** START OF Task input **
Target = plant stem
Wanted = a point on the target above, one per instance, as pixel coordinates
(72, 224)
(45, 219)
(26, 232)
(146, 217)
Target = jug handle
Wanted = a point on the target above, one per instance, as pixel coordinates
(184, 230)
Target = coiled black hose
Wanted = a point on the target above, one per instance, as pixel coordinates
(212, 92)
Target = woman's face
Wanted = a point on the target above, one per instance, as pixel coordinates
** END OF Task input **
** START OF Task input **
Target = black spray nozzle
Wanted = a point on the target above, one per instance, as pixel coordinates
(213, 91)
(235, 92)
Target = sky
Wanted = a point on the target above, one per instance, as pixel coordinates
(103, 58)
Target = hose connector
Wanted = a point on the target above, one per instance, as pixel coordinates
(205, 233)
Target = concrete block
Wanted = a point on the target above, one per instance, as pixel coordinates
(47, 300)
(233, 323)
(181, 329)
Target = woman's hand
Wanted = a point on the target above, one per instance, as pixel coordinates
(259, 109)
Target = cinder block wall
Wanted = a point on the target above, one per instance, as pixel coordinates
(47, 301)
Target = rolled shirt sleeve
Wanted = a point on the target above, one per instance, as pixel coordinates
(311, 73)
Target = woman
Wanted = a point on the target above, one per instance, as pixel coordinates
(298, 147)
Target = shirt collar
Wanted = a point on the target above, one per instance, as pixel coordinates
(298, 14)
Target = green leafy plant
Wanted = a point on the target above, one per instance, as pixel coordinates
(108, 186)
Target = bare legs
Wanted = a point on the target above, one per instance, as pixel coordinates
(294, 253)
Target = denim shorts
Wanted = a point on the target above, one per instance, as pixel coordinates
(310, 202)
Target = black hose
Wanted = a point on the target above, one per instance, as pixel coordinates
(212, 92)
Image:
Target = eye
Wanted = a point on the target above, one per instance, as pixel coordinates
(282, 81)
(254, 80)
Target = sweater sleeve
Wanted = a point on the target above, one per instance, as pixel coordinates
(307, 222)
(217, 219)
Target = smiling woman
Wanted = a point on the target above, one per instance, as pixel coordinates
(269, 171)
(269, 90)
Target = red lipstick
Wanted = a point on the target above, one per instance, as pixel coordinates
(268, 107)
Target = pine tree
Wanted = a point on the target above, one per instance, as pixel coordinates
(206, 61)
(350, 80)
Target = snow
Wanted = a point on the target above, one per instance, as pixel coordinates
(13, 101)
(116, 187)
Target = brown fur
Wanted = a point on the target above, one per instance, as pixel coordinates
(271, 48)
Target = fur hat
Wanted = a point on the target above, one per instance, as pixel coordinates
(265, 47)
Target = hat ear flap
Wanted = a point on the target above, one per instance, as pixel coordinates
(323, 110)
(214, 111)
** END OF Task input **
■ **Given exercise**:
Report how many lines in the rows above contain the string "sleeve", treating uppercase and lowercase as distinct. Reply with the number only.

■ **Exercise response**:
2